Your objective: Please continue the article on Allen's filmmaking from its final sentence onward.

Text to read:

He never writes his screenplays with specific actors in mind, so if someone he casts is not available or drops out - as happened in the current film with Nicole Kidman - he has no problem replacing them. (The British actress Lucy Punch stepped in for Kidman.) The only one he felt was irreplaceable was Diane Keaton, his Annie Hall star and one-time lover. "When I was working with her there was a chemistry that I wouldn't have had with any other actress. No one else could have played Annie Hall or those other characters like she did. Diane was one of a kind and different from everybody else I've ever worked with."
Allen's five years of making films in Europe have coincided with an upturn in his film fortunes. He had a lean spell in the United States, in which he made a series of flops - Small Time Crooks, The Curse Of The Jade Scorpion, Hollywood Ending, Anything Else and Melinda And Melinda. Then the London-set Match Point, a romantic thriller with a surprisingly bleak ending, earned him an Oscar nomination for Best Screenplay, while Vicky Cristina Barcelona, filmed two years ago in Barcelona, won Penélope Cruz a Best Supporting Actress Oscar and a Golden Globe.
He returned to New York for Whatever Works, which he originally wrote more than 30 years ago for the Jewish actor Zero Mostel, who died in 1977. He took the script out of his drawer when the writers' strike loomed and he needed to make a film quickly. The American comedian Larry David, after protesting that he could not act, stepped into the role of the misanthropic intellectual who becomes entangled with the family of a runaway girl he meets and befriends.

Image point annotation entries:
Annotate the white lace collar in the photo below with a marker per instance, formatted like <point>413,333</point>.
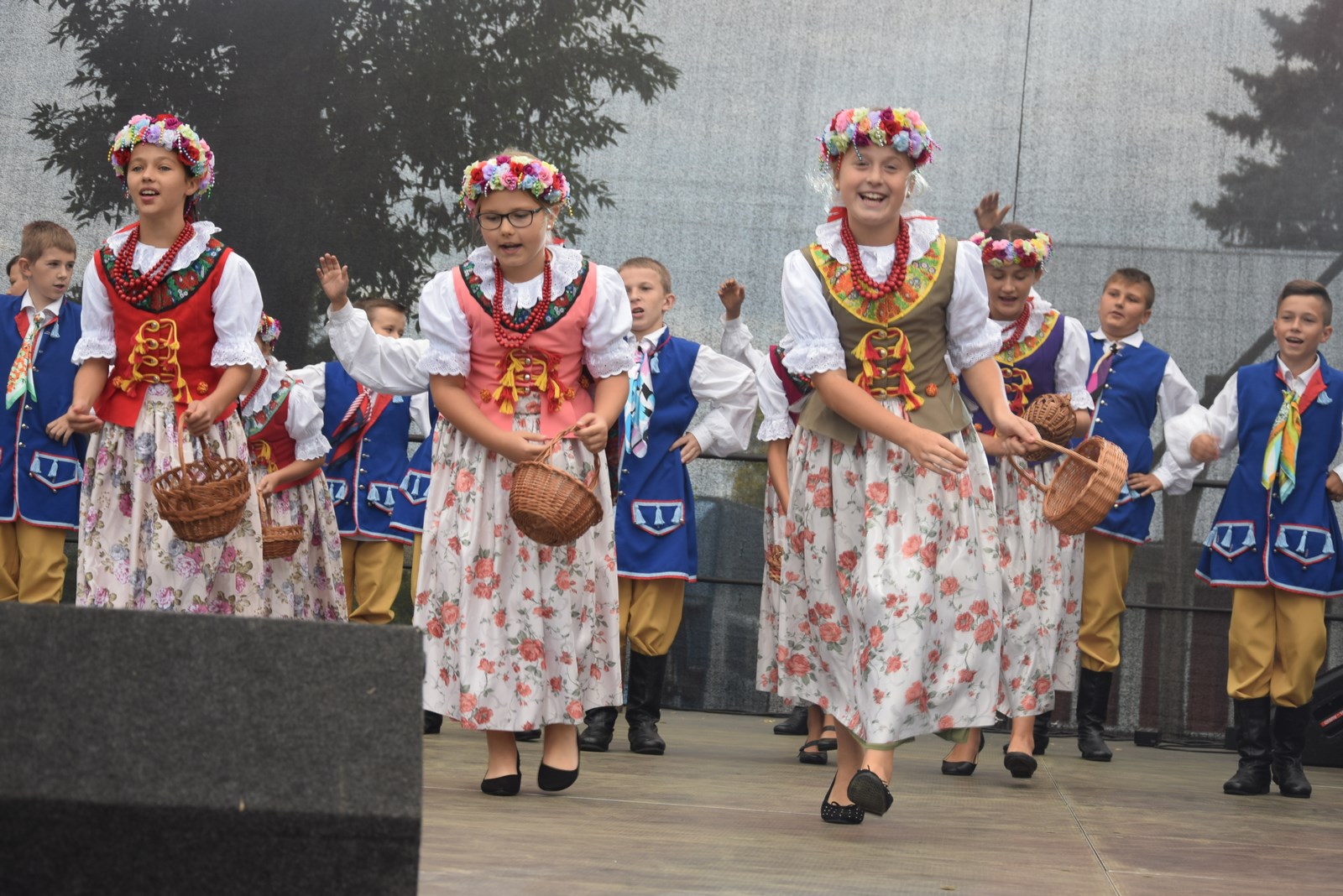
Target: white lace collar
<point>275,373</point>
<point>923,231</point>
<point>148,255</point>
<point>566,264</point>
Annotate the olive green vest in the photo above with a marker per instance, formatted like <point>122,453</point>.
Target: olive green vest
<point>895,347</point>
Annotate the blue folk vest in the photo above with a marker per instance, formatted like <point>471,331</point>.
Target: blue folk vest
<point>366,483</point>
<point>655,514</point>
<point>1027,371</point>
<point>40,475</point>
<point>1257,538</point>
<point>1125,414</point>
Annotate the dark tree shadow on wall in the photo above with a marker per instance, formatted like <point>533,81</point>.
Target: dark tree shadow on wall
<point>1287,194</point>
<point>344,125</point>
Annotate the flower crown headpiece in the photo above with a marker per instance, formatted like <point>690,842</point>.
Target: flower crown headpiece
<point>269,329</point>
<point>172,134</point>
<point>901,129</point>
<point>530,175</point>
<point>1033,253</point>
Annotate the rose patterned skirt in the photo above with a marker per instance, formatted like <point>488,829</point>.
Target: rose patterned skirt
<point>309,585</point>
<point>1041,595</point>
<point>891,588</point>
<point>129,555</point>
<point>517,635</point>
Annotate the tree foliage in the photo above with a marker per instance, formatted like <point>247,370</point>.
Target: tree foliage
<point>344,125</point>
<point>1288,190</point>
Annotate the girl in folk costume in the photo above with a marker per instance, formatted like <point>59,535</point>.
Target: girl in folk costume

In response:
London has also proved conducive to his form of filmmaking and, despite the weather problems, he enjoys being in the city where he also filmed Scoop and Cassandra's Dreams. "I just go on the street and shoot. Everyone's very nice here, the crews are first rate, and I usually love the weather, because if I was shooting in New York in the summer, it would be hot and sunny and muggy, whereas in London it should be cool and grey, which is very good for photography. This summer there's been much more sun than I wanted, and it's caused some delays and problems."
One would think that after 50 films, 14 Oscar nominations and two wins, Allen would know exactly what he was doing when it comes to filmmaking. Not a bit of it, he says bluntly. "It doesn't work that way. It's a new thing each time so you never learn anything. Maybe a bit of technique, that's all. I don't know how to do this film because it has completely different problems than all my other films. When I'm making a film I never learn anything that will help me on the next one. So nothing I learnt on my previous films will help me with this one."
He is in London with Soon-Yi, his wife of 12 years who is 35 years his junior and the Korean-born adopted daughter of his former girlfriend Mia Farrow, and their two adopted daughters, Bechet, nine and Manzie, eight, both named after jazz musicians. Before shooting began, they all spent several days watching the tennis at Wimbledon. To fit his new life as a transatlantic filmmaker, he and Soon-Yi sold the town house on New York's Upper East Side, for which they paid US$20 million (Dh73.5 million) in 1999, for $28 million (Dh102 million). Previously, he made a $12 million (Dh44 million) profit on the Fifth Avenue penthouse he had bought in the late 1970s for $600,000 (Dh2.2 million), and he freely admits he has made far more money out of his property deals than he has from his cinematic career.
Allen began his show business career 60 years ago, sending jokes to the columnists Walter Winchell and Earl Wilson. He became a gag writer for such comics as Sid Caesar, Art Carney and Buddy Hackett and made his debut as a standup comedian at New York's Blue Angel in 1960. He was the first guest host to stand in for Johnny Carson on The Tonight Show in 1965. The following year he made his film acting and writing debut with What's New, Pussycat? and had his first play, Don't Drink The Water, produced on Broadway.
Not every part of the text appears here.